Dataset entries:
════════

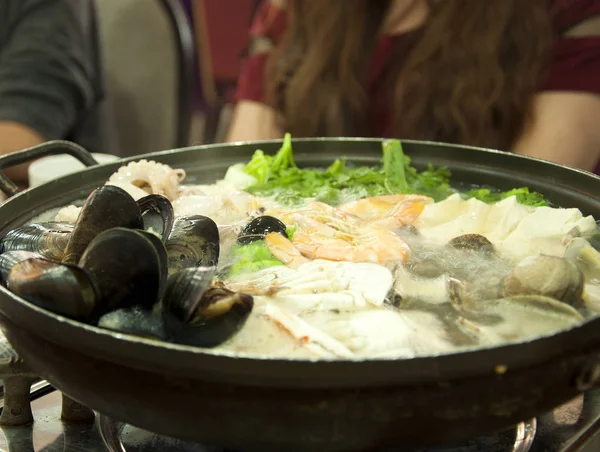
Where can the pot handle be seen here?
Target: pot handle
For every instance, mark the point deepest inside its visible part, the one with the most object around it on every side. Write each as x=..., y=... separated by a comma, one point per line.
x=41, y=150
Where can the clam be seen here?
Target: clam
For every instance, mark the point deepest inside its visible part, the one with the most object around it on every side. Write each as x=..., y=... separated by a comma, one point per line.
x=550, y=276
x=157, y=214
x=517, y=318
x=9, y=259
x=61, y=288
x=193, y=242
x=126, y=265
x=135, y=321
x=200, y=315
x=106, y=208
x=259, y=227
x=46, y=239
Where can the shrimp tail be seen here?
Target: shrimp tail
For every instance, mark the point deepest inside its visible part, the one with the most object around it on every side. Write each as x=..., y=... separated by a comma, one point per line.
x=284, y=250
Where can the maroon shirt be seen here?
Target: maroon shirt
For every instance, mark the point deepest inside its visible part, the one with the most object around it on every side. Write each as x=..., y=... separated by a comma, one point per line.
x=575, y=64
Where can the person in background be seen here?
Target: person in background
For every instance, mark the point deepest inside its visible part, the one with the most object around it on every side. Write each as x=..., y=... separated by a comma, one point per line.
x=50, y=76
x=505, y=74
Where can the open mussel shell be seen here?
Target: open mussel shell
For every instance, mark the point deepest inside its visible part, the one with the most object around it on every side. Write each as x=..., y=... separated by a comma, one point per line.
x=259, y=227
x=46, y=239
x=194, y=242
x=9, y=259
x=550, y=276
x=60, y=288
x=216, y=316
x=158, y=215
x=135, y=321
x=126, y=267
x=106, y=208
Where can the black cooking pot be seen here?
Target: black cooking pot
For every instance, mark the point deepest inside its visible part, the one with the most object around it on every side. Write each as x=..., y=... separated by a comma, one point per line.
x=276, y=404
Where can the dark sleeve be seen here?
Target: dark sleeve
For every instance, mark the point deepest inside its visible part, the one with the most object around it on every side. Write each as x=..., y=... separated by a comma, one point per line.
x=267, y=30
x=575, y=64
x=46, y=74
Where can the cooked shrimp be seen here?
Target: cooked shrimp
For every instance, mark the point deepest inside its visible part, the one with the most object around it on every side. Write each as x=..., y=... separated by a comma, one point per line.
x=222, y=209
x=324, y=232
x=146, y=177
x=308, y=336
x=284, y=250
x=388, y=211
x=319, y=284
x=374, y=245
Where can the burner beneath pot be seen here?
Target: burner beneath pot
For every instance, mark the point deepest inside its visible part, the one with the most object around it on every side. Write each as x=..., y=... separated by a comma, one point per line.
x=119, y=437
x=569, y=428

════════

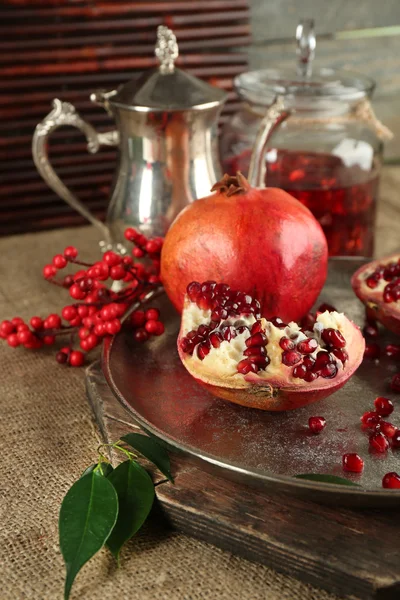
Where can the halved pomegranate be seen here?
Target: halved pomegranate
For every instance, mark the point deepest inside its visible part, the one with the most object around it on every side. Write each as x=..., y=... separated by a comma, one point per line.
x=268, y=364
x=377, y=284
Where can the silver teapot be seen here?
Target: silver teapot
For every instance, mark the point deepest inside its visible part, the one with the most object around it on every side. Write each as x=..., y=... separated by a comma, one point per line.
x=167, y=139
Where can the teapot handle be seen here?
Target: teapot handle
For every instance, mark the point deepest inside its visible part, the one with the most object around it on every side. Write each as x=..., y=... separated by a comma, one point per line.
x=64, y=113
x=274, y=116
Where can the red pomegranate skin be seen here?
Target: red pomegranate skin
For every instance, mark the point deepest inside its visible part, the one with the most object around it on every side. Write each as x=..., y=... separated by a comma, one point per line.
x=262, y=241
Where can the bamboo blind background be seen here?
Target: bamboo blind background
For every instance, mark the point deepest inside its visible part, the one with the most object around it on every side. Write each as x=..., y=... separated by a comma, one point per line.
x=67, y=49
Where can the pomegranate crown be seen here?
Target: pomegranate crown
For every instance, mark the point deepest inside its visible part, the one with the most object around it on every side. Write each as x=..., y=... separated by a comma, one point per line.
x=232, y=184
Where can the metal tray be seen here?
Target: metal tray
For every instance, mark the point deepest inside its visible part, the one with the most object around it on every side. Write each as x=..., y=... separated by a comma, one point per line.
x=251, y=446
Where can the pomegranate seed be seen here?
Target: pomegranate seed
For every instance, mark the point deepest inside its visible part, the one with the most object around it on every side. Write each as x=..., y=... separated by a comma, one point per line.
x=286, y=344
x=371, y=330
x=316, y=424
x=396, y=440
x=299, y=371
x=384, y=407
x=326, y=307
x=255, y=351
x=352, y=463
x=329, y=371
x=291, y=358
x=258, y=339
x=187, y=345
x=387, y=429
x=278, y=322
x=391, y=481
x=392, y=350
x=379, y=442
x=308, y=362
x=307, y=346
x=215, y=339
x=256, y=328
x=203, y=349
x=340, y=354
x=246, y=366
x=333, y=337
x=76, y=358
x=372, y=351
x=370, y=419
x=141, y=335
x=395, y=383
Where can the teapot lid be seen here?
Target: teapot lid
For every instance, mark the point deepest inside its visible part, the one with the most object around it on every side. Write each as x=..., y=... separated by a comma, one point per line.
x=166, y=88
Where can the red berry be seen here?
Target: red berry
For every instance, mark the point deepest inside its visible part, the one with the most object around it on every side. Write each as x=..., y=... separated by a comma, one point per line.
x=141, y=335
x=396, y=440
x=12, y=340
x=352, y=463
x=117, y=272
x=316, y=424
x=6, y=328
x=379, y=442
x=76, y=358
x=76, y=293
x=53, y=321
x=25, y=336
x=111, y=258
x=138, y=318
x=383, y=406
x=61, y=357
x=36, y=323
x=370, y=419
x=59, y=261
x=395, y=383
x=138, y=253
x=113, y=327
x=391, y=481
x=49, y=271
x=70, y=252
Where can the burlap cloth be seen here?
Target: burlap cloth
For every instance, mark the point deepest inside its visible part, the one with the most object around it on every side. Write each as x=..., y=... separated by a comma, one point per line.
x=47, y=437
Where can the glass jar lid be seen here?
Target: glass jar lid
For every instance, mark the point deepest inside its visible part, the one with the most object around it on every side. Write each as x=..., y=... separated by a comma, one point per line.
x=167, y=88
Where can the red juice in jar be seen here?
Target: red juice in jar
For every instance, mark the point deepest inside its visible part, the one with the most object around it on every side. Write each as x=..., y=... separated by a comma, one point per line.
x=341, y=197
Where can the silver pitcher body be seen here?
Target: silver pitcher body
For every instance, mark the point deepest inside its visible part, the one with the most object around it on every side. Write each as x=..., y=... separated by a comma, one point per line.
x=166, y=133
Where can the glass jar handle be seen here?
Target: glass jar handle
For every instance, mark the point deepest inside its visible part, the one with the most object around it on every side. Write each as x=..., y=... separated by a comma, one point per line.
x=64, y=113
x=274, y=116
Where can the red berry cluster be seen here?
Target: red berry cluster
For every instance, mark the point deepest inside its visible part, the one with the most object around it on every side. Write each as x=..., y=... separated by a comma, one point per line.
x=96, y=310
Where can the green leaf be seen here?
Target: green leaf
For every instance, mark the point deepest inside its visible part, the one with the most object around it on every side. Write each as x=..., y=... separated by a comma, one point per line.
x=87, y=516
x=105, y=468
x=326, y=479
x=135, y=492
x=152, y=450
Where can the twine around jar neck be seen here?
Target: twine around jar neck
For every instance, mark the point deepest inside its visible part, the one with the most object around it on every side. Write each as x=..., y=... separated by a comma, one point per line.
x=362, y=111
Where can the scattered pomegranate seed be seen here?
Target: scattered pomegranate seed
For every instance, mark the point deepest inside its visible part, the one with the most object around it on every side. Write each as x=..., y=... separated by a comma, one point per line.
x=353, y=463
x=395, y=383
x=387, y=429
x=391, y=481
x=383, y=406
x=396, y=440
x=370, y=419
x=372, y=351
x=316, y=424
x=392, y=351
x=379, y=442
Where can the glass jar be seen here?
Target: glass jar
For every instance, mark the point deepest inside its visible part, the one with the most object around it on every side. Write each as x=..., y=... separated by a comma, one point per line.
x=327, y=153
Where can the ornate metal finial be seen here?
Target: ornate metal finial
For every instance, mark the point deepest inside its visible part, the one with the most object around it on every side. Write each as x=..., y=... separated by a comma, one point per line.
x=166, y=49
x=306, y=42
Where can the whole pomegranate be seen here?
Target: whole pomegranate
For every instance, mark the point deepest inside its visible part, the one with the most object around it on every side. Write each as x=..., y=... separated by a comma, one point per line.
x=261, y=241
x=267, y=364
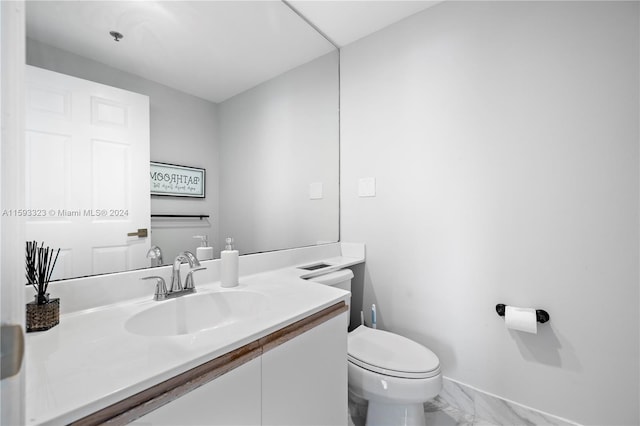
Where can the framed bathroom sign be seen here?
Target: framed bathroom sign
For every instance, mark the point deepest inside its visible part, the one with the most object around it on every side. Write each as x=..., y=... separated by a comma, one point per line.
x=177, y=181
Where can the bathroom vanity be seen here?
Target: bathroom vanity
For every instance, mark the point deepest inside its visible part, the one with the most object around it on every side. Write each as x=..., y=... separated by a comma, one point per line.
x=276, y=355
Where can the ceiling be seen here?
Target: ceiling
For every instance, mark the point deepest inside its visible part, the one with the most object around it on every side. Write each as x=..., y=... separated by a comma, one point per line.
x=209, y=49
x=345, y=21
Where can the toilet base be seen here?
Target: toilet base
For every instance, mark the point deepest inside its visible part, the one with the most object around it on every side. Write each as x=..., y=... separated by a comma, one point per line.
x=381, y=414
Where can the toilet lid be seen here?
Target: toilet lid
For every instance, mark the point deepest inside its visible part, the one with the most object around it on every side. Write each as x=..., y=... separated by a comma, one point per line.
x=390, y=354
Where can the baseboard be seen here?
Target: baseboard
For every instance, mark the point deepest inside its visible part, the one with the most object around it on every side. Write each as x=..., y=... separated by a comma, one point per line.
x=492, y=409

════════

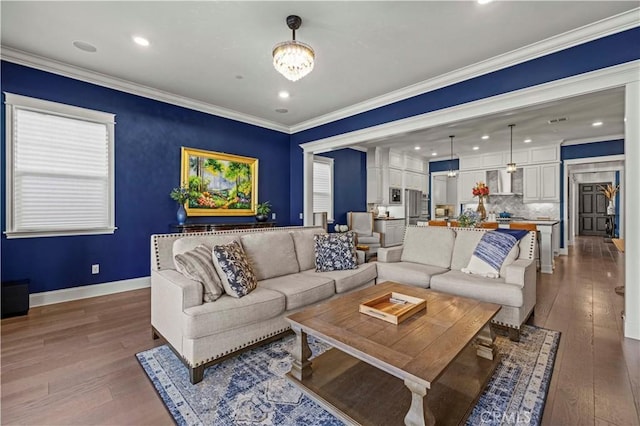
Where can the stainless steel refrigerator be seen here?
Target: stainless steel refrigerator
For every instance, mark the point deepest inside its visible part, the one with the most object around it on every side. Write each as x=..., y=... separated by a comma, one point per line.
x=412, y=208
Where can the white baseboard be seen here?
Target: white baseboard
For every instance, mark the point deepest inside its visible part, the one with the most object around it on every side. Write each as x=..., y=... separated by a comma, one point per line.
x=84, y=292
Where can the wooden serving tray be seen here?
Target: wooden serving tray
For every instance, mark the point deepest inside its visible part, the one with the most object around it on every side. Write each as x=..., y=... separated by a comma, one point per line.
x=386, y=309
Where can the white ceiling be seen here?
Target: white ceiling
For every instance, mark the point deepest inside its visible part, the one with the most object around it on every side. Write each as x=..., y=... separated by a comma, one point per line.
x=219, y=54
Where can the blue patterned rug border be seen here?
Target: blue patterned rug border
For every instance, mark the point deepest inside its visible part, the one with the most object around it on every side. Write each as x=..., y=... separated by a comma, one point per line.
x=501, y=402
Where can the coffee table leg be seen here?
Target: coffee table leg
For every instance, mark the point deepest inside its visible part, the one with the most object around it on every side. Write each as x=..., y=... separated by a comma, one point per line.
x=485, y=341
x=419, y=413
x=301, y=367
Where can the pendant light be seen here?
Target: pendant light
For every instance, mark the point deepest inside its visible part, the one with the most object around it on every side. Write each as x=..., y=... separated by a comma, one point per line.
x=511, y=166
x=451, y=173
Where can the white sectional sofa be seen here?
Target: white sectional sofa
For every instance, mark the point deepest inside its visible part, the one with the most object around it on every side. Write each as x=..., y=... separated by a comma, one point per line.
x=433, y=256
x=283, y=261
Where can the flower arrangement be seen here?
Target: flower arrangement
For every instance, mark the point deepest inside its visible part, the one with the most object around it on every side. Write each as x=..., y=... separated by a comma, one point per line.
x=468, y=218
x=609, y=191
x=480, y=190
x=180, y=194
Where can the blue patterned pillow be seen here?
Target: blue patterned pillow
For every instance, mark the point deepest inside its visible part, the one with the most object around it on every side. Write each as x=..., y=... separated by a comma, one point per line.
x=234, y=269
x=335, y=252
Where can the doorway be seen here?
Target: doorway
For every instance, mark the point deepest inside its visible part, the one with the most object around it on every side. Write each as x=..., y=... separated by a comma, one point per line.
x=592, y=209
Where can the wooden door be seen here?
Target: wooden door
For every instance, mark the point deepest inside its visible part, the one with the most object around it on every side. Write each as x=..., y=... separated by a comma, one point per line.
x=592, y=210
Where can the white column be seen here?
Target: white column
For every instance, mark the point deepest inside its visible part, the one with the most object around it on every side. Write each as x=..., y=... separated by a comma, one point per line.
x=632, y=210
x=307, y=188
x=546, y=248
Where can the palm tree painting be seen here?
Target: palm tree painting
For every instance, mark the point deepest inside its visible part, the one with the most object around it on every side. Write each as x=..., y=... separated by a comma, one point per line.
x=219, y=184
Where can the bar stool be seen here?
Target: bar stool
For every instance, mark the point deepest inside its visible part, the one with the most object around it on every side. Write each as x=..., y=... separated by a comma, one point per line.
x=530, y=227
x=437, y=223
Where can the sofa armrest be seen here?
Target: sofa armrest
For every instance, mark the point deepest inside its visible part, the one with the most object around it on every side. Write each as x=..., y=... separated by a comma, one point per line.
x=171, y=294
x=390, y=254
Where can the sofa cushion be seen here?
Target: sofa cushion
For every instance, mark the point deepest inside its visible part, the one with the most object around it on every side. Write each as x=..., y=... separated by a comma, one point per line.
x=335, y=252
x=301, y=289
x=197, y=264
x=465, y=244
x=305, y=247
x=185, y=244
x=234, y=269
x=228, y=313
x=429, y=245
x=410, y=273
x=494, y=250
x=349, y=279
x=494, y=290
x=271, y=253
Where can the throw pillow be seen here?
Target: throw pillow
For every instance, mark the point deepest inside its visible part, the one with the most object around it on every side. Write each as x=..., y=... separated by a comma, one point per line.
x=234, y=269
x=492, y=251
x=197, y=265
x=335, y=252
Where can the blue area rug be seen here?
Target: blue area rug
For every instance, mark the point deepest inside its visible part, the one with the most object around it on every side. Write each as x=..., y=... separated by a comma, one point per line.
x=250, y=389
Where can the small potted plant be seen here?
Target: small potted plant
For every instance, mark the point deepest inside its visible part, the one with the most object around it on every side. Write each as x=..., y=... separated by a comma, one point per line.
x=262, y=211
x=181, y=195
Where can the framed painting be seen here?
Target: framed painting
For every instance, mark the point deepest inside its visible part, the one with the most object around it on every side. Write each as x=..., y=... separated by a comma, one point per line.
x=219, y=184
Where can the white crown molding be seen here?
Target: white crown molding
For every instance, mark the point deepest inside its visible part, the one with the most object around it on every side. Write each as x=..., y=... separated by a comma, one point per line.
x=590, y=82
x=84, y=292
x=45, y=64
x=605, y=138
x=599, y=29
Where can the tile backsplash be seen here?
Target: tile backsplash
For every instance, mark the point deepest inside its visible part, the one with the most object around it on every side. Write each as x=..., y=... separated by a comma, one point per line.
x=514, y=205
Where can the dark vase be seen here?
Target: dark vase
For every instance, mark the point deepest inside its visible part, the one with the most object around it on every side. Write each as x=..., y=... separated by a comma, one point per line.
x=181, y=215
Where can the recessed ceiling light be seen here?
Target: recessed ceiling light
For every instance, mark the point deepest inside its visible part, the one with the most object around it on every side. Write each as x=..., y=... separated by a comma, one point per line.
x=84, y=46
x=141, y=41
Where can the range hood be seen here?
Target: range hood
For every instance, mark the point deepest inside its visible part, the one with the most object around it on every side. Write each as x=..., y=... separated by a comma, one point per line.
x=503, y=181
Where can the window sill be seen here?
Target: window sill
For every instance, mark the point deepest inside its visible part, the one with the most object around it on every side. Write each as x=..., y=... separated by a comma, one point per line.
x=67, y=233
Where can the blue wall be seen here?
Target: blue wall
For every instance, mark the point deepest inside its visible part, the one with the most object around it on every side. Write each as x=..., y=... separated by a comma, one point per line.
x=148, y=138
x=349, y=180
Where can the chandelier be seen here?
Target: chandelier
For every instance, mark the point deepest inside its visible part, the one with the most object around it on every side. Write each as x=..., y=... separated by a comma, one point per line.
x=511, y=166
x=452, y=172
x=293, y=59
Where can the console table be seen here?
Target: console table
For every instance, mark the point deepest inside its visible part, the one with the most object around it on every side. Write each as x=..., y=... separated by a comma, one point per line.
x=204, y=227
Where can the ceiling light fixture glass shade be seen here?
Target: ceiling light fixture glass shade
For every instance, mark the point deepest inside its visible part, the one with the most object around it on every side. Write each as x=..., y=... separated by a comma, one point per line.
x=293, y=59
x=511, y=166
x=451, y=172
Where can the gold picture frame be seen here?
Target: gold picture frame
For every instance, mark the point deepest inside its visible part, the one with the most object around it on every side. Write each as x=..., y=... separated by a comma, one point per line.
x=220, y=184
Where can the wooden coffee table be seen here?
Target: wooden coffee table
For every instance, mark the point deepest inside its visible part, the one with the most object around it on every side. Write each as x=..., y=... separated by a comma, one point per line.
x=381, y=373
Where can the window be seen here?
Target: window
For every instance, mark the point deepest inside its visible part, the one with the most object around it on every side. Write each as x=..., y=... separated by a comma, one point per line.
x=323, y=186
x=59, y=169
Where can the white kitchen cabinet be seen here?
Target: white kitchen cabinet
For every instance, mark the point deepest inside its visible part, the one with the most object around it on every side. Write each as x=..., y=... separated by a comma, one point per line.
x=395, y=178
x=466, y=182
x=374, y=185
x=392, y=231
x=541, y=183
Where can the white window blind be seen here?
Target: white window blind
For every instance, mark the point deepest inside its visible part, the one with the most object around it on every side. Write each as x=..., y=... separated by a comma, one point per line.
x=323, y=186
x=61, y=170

════════

== Exercise prompt ==
Please, from the entries above, set down exactly the lines from the one containing "Where can the black cooking pot be seen here?" through the one containing "Target: cooked shrimp", and only those.

== Written reply ==
Where can the black cooking pot be seen here?
Target: black cooking pot
For every instance, mark the point deepest inside its visible part, the one with the most object around it on every side. Write each as x=..., y=... separated by a comma, one point per line.
x=276, y=404
Where can the dark sleeve be seen here?
Target: dark sleeve
For every instance, mark the point deepest inside its visible part, the one with the most object around it on every side. Write each as x=..., y=... separated by a comma, one point per line.
x=267, y=30
x=575, y=64
x=46, y=74
Where can the cooked shrimp be seen here?
Target: cooked shrimp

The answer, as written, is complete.